EXERCISE MATERIAL:
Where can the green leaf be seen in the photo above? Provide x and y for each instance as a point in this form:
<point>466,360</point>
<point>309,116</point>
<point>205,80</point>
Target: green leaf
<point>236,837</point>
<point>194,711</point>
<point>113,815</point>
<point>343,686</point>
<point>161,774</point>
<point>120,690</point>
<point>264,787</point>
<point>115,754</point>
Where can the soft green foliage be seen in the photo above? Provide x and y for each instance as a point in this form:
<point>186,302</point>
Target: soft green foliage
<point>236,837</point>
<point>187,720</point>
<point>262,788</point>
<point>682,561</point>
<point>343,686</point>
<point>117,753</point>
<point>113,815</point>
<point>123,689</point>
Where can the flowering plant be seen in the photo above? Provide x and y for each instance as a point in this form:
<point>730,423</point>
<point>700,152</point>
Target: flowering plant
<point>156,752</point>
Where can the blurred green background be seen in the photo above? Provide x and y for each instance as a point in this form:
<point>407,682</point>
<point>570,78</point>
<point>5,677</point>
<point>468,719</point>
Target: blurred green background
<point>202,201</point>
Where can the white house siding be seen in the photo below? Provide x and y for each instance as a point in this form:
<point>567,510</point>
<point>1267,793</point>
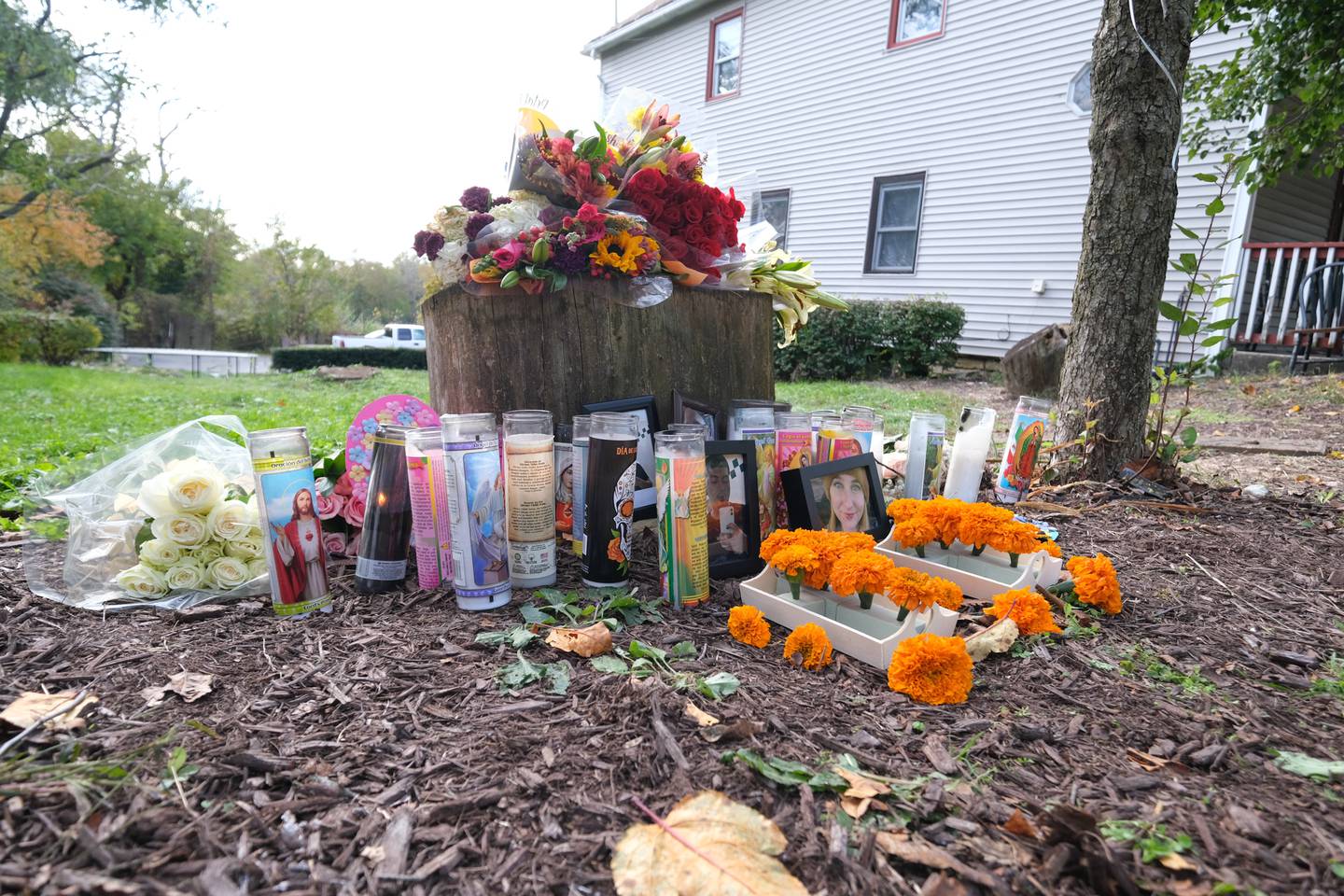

THE TASK: Reproduce all of the items above word for word, but leave out the pictures.

THE RESULT:
Where can the green leaf be seen in the photo above? Provide x and y for each instance as a point in this form:
<point>466,360</point>
<point>309,116</point>
<point>205,80</point>
Target: green leaf
<point>236,837</point>
<point>194,711</point>
<point>113,815</point>
<point>343,686</point>
<point>161,774</point>
<point>120,690</point>
<point>264,787</point>
<point>115,754</point>
Where can the soft green foliage be seen in the photo above? Provide x and y for each instance as a point in this form:
<point>186,302</point>
Target: soft green foliage
<point>236,837</point>
<point>187,720</point>
<point>262,788</point>
<point>682,561</point>
<point>343,686</point>
<point>117,753</point>
<point>113,815</point>
<point>123,689</point>
Where can the flowering plant be seen in the photo above? Provide x and y for each instance as a point in this form:
<point>730,423</point>
<point>700,152</point>
Target: flowering plant
<point>156,752</point>
Where can the blurred green background be seen in the photo above? Provide x and y for each instance as a point in this form:
<point>407,682</point>
<point>570,78</point>
<point>5,677</point>
<point>468,719</point>
Target: blurred green background
<point>202,201</point>
Where can the white house siding be seen in the photo below? Provide x and y for each instance as a point in this form:
<point>567,510</point>
<point>1267,793</point>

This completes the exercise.